(Beginning of Data for review)
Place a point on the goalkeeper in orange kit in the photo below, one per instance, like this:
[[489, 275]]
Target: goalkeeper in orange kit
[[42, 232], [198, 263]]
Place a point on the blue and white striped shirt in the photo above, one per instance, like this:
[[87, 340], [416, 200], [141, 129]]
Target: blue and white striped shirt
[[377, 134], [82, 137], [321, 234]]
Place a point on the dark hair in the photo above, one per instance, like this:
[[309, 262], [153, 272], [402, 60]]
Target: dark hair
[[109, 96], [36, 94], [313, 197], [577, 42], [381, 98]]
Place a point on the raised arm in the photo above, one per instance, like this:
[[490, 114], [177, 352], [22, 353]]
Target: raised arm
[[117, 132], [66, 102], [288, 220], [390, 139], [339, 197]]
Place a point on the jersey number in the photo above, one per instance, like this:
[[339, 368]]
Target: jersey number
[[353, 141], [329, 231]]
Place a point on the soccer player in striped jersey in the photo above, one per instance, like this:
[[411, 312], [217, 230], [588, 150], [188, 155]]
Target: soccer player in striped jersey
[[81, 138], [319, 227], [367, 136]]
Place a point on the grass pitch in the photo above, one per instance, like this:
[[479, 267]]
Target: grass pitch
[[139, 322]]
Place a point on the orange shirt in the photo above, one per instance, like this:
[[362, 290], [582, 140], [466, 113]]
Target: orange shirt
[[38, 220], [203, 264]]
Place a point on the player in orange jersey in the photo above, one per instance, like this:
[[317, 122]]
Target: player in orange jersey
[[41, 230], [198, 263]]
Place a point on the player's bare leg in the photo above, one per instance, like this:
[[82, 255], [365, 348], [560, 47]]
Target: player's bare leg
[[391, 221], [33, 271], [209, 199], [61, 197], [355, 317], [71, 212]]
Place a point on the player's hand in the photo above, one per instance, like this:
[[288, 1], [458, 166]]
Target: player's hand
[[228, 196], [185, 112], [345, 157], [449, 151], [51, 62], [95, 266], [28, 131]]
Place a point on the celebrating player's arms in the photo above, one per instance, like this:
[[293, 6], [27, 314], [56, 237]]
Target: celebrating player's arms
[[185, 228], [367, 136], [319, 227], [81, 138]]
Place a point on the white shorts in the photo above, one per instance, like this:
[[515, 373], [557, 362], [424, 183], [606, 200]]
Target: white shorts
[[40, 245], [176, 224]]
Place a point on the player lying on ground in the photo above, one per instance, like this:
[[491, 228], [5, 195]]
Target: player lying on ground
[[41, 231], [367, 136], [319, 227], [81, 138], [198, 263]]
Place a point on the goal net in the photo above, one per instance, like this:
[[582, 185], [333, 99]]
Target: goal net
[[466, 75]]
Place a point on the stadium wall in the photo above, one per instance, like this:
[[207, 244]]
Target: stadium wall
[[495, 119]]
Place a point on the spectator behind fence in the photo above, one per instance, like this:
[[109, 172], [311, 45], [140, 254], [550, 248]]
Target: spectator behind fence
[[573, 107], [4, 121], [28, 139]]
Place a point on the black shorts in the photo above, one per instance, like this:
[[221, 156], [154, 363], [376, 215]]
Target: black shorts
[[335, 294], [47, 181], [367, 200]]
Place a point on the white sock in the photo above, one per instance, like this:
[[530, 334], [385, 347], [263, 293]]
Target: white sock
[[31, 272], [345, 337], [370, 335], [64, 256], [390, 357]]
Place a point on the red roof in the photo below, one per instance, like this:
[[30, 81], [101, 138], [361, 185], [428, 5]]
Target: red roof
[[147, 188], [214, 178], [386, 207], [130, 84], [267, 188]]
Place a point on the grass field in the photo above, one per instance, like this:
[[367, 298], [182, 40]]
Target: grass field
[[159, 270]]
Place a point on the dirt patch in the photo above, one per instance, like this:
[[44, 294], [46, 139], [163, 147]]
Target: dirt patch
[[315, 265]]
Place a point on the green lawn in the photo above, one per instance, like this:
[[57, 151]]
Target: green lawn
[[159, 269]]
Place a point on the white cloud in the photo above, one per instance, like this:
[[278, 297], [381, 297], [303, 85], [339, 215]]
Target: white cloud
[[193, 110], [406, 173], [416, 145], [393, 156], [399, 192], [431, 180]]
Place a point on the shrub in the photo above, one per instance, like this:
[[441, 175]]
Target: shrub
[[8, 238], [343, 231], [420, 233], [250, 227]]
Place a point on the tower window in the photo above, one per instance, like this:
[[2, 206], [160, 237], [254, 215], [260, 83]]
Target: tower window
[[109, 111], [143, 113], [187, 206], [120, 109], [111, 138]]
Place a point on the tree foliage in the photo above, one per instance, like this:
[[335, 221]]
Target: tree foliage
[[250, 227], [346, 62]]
(End of Data for review)
▶ _Task_:
Look for the string "below" in the records, and copy every line where it is found.

▶ _Result_:
Place a point on the goalkeeper in orange kit in the photo below, one per instance, like this:
Place a point on the red roof in the photo below, one per instance, like this:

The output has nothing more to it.